__REQUIRED TASKS__
A) The final paragraph of the Cassandra and systemd thread names a set of actions on a service as part of the best current solution. List those actions.
B) Carry on the Cassandra and systemd thread from its last sentence.

--- SOURCE EXCERPT ---

Running, CentOS 7, Salt version 2015.8.8.2. Cassandra is affected by this as well. As a work around, running this kludge works:
cassandra_kludge:
cmd.run:
- name: systemctl enable cassandra
- unless: systemctl -a | grep cassandra
cassandra_service:
service.running:
- name: cassandra
- init_delay: 10
- require:
- cmd: cassandra_kludge
This even made me update the bug in systemd again.
My test still confirm that there is no known way by systemd to list disabled services based on init.d/sysv scripts. The best current solution would be enabling/starting/stopping/disabling service and checking error code returned by systemctl - it will fail if there is no such service, but it will succeed if there is one without need to know upfront about it.

--- RECORDS ---

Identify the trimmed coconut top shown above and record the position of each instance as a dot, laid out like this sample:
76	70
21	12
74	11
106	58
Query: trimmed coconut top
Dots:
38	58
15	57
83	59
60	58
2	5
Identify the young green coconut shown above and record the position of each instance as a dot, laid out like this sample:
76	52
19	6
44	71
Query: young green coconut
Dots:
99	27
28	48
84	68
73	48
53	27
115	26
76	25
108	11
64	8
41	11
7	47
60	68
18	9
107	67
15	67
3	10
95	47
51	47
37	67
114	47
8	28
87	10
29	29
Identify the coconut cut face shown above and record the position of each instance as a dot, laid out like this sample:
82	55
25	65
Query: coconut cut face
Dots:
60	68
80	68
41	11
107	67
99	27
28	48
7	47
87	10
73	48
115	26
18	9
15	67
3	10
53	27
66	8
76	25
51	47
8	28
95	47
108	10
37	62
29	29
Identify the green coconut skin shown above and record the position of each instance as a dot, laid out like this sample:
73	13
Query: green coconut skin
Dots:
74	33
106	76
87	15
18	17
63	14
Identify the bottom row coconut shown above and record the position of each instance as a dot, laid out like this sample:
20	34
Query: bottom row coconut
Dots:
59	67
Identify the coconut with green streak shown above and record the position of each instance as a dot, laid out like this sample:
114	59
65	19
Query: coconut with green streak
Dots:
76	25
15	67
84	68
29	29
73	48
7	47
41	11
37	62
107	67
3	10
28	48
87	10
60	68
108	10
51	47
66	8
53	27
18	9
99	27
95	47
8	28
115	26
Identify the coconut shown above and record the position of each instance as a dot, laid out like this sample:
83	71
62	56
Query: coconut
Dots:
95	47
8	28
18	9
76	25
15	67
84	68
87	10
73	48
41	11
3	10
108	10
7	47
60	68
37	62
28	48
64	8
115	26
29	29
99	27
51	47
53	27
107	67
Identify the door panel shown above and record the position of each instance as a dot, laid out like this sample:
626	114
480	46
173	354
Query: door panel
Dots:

---

__RESULTS IN ORDER__
A) Enabling, starting, stopping, and disabling.

B)
I have discovered somewhat similar problem on Debian Jessie, when I deploy new sysv script and try to use service.running state. I get:
2016-11-28 13:59:10,206 [salt.state ][INFO ][1092] Running state [pgbouncer-web-login] at time 13:59:10.205771
2016-11-28 13:59:10,207 [salt.state ][INFO ][1092] Executing state service.running for pgbouncer-web-login
2016-11-28 13:59:10,209 [salt.loaded.int.module.cmdmod][INFO ][1092] Executing command ['systemctl', 'status', 'pgbouncer-web-login.service', '-n', '0'] in directory '/root'
2016-11-28 13:59:10,229 [salt.loaded.int.module.cmdmod][DEBUG ][1092] output: * pgbouncer-web-login.service
Loaded: not-found (Reason: No such file or directory)
Active: inactive (dead)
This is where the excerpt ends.